⟨

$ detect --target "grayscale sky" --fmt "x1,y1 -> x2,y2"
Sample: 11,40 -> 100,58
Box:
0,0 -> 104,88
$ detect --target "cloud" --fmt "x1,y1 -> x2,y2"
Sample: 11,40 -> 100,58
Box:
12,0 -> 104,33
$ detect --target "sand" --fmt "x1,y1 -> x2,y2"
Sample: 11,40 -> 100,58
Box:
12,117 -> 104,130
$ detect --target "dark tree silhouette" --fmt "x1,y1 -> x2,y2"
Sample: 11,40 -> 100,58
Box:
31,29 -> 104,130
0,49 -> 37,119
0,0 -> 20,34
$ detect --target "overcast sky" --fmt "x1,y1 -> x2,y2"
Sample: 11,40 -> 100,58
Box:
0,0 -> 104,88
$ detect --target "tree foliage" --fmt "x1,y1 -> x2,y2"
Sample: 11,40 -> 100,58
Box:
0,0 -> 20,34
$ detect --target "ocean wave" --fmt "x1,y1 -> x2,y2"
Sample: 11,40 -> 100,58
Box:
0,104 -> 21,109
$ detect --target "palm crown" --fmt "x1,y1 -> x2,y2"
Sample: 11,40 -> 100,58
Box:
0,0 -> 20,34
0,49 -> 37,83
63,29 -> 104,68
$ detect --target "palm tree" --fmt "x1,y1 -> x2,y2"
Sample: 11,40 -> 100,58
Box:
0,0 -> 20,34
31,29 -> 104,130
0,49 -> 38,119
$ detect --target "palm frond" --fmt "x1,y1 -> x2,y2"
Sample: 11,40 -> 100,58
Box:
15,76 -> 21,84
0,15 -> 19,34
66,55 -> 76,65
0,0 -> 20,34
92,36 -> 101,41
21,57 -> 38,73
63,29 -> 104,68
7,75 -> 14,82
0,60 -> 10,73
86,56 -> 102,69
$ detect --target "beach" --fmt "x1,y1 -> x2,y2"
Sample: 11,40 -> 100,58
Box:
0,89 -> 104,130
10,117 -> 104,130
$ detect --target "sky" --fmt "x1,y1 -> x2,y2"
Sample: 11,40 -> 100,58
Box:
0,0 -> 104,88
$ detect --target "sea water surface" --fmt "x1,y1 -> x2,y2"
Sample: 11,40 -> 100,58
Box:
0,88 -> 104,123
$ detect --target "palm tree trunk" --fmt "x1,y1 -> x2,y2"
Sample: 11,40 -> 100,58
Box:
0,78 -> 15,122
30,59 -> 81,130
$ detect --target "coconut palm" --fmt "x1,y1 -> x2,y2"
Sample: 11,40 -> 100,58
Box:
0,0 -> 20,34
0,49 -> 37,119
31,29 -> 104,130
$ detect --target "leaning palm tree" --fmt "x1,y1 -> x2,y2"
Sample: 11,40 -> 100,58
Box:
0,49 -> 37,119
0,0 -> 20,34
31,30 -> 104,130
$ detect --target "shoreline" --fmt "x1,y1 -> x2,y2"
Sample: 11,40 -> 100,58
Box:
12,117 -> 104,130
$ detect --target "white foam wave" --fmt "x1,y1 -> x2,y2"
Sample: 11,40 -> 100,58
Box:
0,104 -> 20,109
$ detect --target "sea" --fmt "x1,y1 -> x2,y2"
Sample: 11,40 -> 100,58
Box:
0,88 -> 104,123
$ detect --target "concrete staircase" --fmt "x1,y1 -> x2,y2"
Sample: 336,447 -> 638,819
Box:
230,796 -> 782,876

⟩

What is being asked:
How many lines in the records above contain the word "tree"? Reply with the number alone.

Response to this task:
5